__Document passage__.
————————

Right, that makes sense. What interests me is (a) whether it is possible for Clippy to be properly motivated to make paperclips without some sort of phenomenology of pleasure and pain*, (b) whether human preference-for-preference-satisfaction is just another of many oddball human terminal values, or is arrived at by something more like a process of reason.
Strictly speaking this phrasing puts things awkwardly; my intuition is that the proper motivational algorithms necessarily give rise to phenomenology (to the extent that that word means anything).
it is possible for Clippy to be properly motivated to make paperclips without some sort of phenomenology of pleasure and pain
This is a difficult question, but I suppose that pleasure and pain are a mechanism for human (or other species’) learning. Simply said: you do a random action, and the pleasure/pain response tells you it was good/bad, so you should make more/less of it again.
Clippy could use an architecture with a different model of learning. For example Solomonoff priors and Bayesian updating. In such architecture, pleasure and pain would not be necessary.
but I suppose that pleasure and pain are a mechanism for human (or other species’) learning.
Interesting… I suspect that pleasure and pain are more intimately involved in motivation in general, not just learning. But let us bracket that question.
Clippy could use an architecture with a different model of learning. For example Solomonoff priors and Bayesian updating. In such architecture, pleasure and pain would not be necessary.
Right, but that only gets Clippy the architecture necessary to model the world. How does Clippy’s utility function work?
Now, you can say that Clippy tries to satisfy its utility function by taking actions with high expected cliptility, and that there is no phenomenology necessarily involved in that. All you need, on this view, is an architecture that gives rise to the relevant clip-promoting behaviour—Clippy would be a robot (in the Roomba sense of the word).

————————

__Information supplied__.
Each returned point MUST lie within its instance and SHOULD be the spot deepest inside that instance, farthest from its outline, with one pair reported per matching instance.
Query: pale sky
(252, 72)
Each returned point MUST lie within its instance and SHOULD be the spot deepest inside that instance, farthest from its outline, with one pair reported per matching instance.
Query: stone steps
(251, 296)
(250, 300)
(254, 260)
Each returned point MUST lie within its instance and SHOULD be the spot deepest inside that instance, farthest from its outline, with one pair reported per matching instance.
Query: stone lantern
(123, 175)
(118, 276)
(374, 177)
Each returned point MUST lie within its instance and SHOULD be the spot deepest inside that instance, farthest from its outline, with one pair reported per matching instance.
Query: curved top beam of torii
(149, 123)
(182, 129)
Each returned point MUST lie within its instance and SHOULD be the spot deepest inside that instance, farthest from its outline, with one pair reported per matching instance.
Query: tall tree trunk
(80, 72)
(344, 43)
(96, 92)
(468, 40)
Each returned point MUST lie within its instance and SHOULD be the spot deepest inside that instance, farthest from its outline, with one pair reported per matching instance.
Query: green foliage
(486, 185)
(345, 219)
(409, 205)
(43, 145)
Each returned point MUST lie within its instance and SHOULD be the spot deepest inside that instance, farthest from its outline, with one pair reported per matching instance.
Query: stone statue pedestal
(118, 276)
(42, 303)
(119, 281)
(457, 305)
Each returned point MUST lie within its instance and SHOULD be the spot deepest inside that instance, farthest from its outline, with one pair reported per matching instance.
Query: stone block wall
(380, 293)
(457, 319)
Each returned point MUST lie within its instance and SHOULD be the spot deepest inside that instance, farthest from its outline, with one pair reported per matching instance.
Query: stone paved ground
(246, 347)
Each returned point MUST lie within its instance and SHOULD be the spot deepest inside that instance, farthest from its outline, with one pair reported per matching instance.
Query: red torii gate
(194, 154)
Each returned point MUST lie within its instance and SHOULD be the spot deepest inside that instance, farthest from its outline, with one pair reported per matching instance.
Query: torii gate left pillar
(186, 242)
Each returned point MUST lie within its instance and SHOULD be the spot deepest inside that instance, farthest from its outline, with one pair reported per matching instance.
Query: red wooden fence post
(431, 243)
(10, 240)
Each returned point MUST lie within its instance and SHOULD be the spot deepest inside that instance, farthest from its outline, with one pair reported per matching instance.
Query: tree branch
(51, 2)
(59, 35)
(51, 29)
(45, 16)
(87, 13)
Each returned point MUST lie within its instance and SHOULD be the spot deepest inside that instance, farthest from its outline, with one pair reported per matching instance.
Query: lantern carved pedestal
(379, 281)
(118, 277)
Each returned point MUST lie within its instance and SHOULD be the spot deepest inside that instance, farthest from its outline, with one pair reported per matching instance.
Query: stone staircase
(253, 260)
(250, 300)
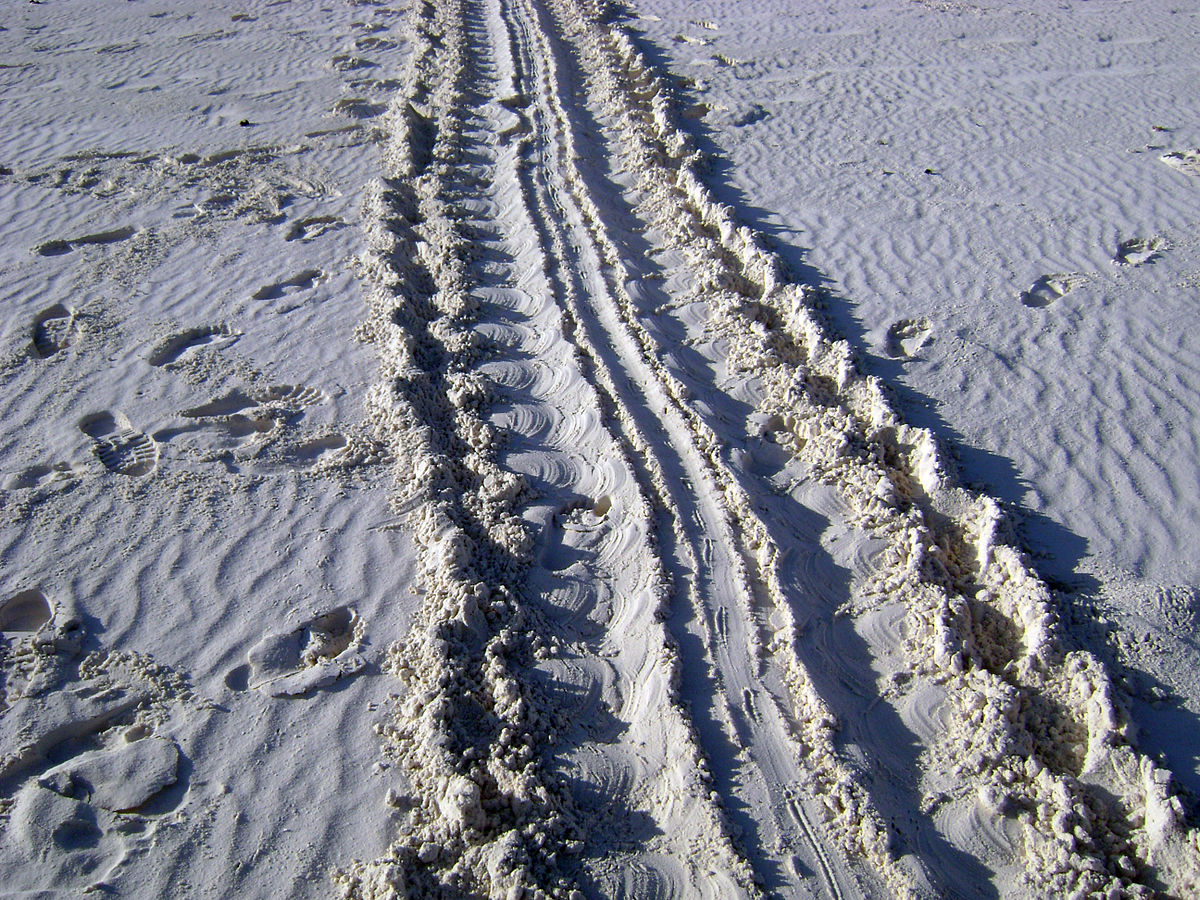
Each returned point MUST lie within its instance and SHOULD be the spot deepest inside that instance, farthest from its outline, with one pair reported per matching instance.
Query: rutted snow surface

————————

__Required work__.
1. In the Clippy discussion, what learning approach is offered as one Clippy could use in place of pleasure and pain?
2. Carry on the Clippy discussion, picking up right after its final sentence.
The rows aren't needed for this.

__Answers to each task__.
1. Solomonoff priors and Bayesian updating.

2.
BUT
Consider for a moment how symmetrically “unnecessary” it looks that humans (& other sentients) should experience phenomenal pain and pleasure. Just like is supposedly the case with Clippy, all natural selection really “needs” is an architecture that gives rise to the right fitness-promoting behaviour. The “additional” phenomenal character of pleasure and pain is totally unnecessary for us adaptation-executing robots.
...If it seems to you that I might be talking nonsense above, I suspect you’re right. Which is what leads me to the intuition that phenomenal pleasure and pain necessarily fall out of any functional cognitive structure that implements anything analogous to a utility function.
(Assuming that my use of the word “phenomenal” above is actually coherent, of which I am far from sure.)
We know at least two architectures for processing general information: humans and computers. Two data points are not enough to generalize about what all possible architectures must have. But it may be enough to prove what some architectures don’t need. Yes, there is a chance that if computers become even more generally intelligent than today, they will gain some human-like traits. Maybe. Maybe not. I don’t know. And even if they will gain more human-like traits, it may be just because humans designed them without knowing any other way to do it.
If there are two solutions, there are probably many more. I don’t dare to guess how similar or different they are. I imagine that Clippy could be as different from humans and computers, as humans and computers are from each other. Which is difficult to imagine specifically. How far does the mind-space reach? Maybe compared with other possible architectures, humans and computers are actually pretty close to each other (because humans designed the computers, re-using the concepts they were familiar with).
How to taboo “motivation” properly? What makes a rock fall down? Gravity does. But the rock does not follow any alrogithm for general reasoning. What makes a computer follow its algorithm? Well, that’s its construction: the processor reads the data, and the data make it read or write other data, and the algorithm makes it all meaningful. The human brains are full of internal conflicts—there are different modules suggesting different actions, and the reasoning mind is just another plugin which often does not cooperate well with the existing ones. Maybe the pleasure is a signal that a fight between the modules is over. Maybe after millenia of further evolution (if for some magical reason all mind- and body-altering technology would stop working, so only the evolution would change human minds) we would evolve to a species with less internal conflicts, less akrasia, more agency, and perhaps less pleasure and mental pain. This is just a wild guess.
Generalizing from observed characteristics of evolved systems to expected characteristics of designed systems leads equally well to the intuition that humanoid robots will have toenails.
I don’t think the phenomenal character of pleasure and pain is best explained at the level of natural selection at all; the best bet would be that it emerges from the algorithms that our brains implement. So I am really trying to generalize from human cognitive algorithms to algorithms that are analogous in the sense of (roughly) having a utility function.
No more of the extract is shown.